Report each line of the listing below that contains the string "coordinates". Case matters.
--- start PROVIDED RECORDS ---
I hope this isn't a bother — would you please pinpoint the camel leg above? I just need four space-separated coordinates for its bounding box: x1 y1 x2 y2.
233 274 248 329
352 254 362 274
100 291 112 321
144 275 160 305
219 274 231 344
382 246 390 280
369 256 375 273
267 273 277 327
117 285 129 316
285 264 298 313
--- end PROVIDED RECORDS ---
--- start PROVIDED RECORDS ---
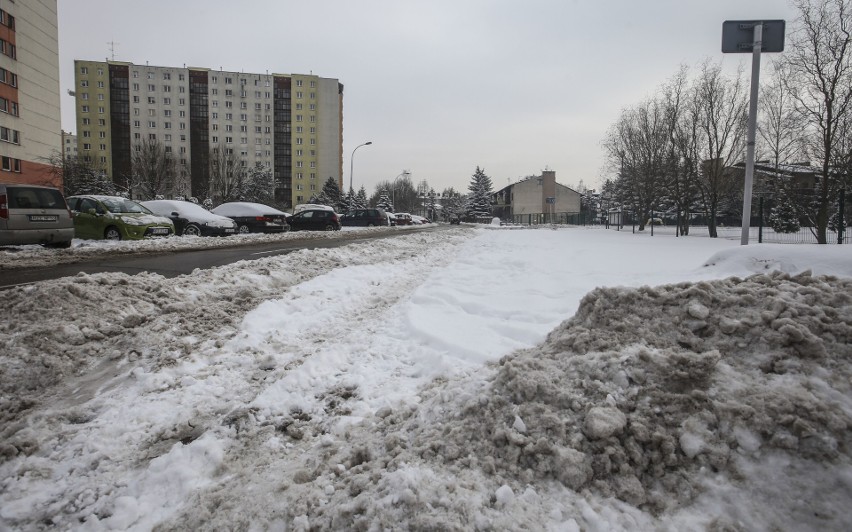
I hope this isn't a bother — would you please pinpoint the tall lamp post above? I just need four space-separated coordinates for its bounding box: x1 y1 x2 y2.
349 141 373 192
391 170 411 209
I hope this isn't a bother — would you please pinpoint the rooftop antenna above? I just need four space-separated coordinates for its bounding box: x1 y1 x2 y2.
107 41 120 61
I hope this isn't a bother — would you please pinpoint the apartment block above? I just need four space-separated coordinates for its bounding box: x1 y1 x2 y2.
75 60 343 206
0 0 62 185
--- end PROVIDED RECORDS ---
## FULL ANSWER:
I hope this isn't a bother — would you please pinpoint the camel leg above? I just need four space-separated coordinates for its bounding box: x1 y1 x2 y2.
I hope this isn't a bother — would you please pinpoint the tall lamp post above? I just need four space-separated coordinates for its bounding box: x1 y1 x2 y2.
I hope this isn't a bother — would you please pinpoint the rooftop antenna above? I just need four space-separated coordinates for its bounding box: x1 y1 x2 y2.
I hope this isn't a bother — would you please pinpoint the apartment block above? I just need four space-separated coordinates for its bounding box: x1 y1 x2 y2.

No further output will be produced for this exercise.